→ **任务 A**: 照录下方画刀技法文段中从“刮——是尖刀的基本用途,刮的”开始、直到“刻、刮是表现壁画上人为刻画痕迹时常用的方法。”为止（含这两处）的部分。

→ **给定文段**:
:::

塑——是用刀代替画笔,像泥瓦匠用泥刀环泥灰那样将颜色砌到画布上去,直接留下刀痕。用砌的方法可以有不同的厚薄层次变化,刀的大小和形状以及用刀的方向不同也会产生丰富的对比。用画刀调取不同的颜色不做过多的调合,任其在画面上自然地混合能产生微妙的色彩关系。起伏过大的色层也可用砌的方法将其砌平。砌的方法如果使用得当,就会产生很强的体积感。此幅作品右下处大的脱离就用此法来修复。

刻——是指用版画刻刀的刀锋在未干的颜色上刻画出阴线条和形,有时可露出底层色来,不同的画刀能产生深浅粗细不同的变化,与画笔的笔触及画刀利用的技法产生的色面形成点、线、面,对应起伏的肌理变化。

刮——是尖刀的基本用途,刮的方法一般是用刀刃刮去画面上画得不理想的部分,也可用刀刮去不必要的细节或减弱过于强的关系,让显得紧张的画面关系松弛下来。颜色干后也可用画刀或剃须刀把高低不平处刮得平整一些。还可在未干的颜色层上用刀刮,使之露出底色从而显现各种肌理。

刻、刮是表现壁画上人为刻画痕迹时常用的方法。

:::

→ **提取材料**:

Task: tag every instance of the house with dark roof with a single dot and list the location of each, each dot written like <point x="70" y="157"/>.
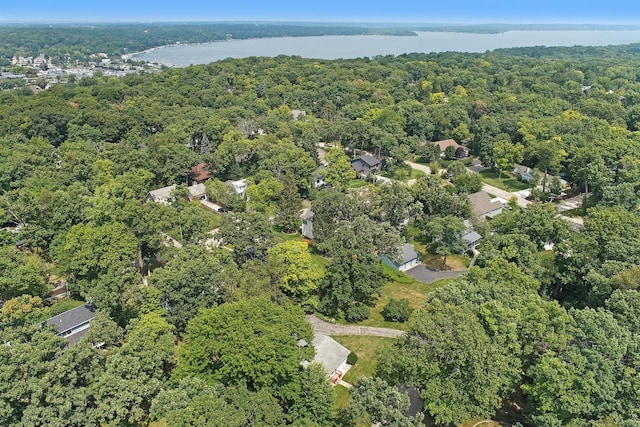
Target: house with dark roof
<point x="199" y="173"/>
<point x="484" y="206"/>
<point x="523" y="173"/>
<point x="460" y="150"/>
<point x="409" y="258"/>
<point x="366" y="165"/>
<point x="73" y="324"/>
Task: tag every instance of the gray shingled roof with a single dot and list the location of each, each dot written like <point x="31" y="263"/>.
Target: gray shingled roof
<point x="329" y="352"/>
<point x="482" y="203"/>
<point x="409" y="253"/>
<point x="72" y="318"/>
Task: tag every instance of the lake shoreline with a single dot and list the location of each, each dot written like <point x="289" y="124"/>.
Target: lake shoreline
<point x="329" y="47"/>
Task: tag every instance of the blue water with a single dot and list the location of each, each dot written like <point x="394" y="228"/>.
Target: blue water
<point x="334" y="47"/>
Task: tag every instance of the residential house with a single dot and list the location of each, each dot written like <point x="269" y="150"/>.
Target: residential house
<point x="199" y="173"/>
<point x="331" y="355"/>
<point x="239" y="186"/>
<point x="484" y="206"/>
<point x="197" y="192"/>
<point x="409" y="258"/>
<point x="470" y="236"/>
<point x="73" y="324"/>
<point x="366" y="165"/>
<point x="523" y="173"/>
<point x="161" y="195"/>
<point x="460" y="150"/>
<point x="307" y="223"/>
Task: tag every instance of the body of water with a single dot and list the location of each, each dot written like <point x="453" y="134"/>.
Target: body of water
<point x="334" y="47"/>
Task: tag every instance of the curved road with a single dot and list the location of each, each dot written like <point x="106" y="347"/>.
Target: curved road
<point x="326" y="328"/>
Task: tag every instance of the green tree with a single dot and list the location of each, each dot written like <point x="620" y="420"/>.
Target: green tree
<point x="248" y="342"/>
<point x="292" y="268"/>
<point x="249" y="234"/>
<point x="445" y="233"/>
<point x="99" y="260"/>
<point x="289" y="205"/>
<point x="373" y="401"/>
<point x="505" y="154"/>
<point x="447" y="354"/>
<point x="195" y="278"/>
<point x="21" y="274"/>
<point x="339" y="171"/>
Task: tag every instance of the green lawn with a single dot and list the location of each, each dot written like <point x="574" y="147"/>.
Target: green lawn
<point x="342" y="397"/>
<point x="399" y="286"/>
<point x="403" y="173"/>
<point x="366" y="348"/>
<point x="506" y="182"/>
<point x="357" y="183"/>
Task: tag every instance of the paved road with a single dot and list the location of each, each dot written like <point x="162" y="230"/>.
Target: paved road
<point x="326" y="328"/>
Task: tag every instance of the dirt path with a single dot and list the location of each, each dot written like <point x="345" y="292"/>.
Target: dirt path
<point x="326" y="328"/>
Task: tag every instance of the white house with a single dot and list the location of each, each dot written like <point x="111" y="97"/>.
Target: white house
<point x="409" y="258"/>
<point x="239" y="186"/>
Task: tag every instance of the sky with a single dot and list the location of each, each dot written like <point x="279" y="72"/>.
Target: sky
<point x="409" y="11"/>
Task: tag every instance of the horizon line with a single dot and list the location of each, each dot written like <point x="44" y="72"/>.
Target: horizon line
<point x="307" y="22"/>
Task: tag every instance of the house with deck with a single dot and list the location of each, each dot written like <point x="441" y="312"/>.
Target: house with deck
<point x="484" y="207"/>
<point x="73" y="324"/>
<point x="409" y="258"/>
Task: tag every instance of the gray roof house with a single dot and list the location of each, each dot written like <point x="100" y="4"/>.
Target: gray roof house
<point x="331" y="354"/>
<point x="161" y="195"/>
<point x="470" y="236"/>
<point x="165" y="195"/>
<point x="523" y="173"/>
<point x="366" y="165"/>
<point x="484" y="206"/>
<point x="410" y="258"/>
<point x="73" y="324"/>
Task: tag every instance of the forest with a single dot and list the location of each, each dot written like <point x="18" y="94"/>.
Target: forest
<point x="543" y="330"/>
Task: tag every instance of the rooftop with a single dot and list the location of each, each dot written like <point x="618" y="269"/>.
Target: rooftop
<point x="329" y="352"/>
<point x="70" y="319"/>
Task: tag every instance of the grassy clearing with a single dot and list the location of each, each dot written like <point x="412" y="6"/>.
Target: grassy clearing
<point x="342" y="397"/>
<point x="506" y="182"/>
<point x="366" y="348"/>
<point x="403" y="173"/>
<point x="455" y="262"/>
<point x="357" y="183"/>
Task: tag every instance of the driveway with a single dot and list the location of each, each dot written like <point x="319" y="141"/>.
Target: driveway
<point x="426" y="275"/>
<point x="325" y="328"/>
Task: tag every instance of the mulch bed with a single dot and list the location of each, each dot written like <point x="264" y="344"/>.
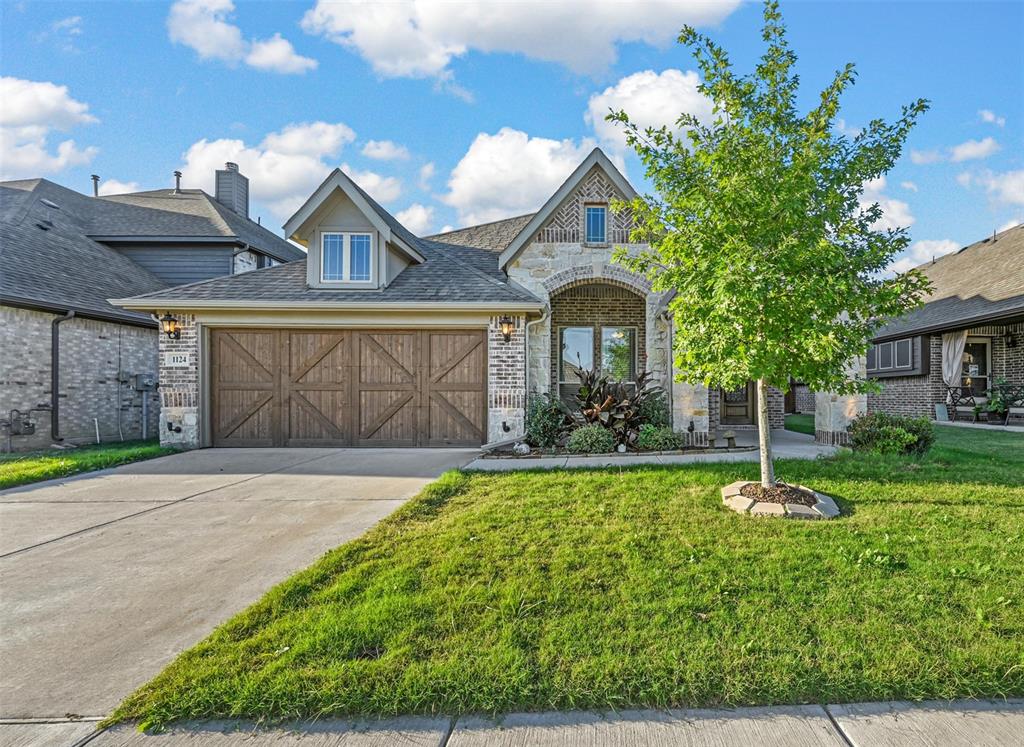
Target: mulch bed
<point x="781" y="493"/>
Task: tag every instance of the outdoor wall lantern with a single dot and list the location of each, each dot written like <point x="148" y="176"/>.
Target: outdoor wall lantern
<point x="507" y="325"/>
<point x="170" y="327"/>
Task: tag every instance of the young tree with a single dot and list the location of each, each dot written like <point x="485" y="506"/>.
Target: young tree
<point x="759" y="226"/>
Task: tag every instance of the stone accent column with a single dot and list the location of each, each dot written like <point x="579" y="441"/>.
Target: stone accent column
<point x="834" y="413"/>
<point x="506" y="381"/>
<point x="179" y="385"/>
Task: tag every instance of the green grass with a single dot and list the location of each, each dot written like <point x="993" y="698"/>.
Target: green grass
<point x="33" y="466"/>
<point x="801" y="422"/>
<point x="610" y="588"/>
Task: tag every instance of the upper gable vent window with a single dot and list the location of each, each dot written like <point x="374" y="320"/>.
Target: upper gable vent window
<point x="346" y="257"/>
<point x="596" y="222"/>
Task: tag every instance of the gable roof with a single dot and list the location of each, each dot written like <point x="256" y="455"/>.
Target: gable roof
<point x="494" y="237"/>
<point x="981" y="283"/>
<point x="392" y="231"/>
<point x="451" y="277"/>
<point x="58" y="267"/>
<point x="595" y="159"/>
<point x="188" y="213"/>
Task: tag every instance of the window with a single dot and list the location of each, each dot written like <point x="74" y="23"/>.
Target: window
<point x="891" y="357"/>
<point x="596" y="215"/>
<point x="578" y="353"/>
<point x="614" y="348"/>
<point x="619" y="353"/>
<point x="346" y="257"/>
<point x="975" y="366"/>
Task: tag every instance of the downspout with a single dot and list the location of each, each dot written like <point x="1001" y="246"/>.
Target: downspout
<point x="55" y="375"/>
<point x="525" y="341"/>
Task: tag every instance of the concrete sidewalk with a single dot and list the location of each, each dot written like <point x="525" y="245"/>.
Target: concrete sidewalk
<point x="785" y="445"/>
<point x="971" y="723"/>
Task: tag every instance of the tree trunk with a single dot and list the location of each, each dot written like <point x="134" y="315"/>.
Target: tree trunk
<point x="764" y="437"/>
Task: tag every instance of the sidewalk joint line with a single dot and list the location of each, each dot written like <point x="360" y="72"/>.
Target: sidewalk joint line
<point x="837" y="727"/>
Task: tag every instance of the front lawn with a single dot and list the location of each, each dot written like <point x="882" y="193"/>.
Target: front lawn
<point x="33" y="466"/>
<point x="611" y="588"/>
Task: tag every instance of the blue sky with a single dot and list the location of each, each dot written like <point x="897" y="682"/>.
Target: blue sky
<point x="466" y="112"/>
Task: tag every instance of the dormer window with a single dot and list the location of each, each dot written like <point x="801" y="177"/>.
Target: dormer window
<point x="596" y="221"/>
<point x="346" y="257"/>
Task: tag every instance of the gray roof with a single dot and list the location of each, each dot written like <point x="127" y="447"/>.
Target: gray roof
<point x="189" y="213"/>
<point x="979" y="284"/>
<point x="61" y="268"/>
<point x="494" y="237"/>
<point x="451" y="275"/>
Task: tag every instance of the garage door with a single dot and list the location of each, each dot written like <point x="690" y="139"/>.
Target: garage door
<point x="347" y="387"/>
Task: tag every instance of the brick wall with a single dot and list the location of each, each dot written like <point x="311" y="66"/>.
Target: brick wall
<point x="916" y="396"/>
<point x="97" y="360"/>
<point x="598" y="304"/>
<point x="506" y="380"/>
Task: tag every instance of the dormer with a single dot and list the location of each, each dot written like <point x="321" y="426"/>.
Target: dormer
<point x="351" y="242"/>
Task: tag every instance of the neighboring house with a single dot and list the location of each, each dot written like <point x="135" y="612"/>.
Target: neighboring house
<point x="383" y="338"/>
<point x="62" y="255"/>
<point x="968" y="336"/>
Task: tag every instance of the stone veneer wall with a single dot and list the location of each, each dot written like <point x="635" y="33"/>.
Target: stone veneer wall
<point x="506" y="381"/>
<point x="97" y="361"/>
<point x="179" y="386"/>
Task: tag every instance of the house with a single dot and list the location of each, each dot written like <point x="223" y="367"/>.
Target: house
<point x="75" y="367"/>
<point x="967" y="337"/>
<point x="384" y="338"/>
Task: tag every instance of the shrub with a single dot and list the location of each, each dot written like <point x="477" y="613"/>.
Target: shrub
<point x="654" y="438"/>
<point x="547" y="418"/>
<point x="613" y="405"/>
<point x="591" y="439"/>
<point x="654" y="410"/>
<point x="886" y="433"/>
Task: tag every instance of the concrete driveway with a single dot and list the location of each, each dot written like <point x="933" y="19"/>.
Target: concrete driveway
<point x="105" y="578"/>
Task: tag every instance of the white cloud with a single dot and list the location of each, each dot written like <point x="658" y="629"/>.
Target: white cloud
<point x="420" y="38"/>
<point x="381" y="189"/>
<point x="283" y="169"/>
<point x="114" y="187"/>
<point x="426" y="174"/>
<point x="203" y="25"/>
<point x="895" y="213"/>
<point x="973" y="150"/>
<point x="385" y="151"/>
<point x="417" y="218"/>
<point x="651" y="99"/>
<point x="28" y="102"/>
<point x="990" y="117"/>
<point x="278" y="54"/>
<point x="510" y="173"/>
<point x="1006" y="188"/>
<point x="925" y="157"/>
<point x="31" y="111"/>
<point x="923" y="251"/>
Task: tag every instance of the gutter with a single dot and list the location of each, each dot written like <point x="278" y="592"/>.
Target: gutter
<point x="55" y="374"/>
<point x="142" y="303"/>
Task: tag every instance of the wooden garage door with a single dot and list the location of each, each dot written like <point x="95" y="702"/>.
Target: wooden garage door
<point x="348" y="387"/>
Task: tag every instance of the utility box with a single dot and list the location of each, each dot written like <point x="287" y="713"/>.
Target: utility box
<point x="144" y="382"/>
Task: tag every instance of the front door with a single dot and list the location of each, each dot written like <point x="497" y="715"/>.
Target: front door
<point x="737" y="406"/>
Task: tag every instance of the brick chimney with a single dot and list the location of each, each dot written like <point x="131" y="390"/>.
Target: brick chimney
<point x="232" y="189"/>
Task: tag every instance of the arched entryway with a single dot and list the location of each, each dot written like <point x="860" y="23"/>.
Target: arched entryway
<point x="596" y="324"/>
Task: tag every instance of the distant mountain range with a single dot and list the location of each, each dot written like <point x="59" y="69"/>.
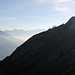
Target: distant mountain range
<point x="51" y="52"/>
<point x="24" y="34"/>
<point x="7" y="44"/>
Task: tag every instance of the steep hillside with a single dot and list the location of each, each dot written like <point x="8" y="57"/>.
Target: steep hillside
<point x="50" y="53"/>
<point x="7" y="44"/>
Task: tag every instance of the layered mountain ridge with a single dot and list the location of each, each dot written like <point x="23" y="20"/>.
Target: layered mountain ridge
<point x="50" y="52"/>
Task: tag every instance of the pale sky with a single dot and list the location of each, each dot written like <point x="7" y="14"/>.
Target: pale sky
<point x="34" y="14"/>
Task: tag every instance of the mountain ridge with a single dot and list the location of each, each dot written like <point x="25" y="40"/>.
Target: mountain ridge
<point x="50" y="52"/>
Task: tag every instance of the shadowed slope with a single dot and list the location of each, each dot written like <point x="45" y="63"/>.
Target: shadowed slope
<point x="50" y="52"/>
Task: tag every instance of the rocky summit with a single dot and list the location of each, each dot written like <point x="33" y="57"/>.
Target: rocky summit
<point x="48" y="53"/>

:::

→ **任务 B**: 上方记录中有几行含有字符串“body”？区分大小写，只回答数字。

→ **练习答案 A**:
刮——是尖刀的基本用途,刮的方法一般是用刀刃刮去画面上画得不理想的部分,也可用刀刮去不必要的细节或减弱过于强的关系,让显得紧张的画面关系松弛下来。颜色干后也可用画刀或剃须刀把高低不平处刮得平整一些。还可在未干的颜色层上用刀刮,使之露出底色从而显现各种肌理。

刻、刮是表现壁画上人为刻画痕迹时常用的方法。

→ **练习答案 B**: 2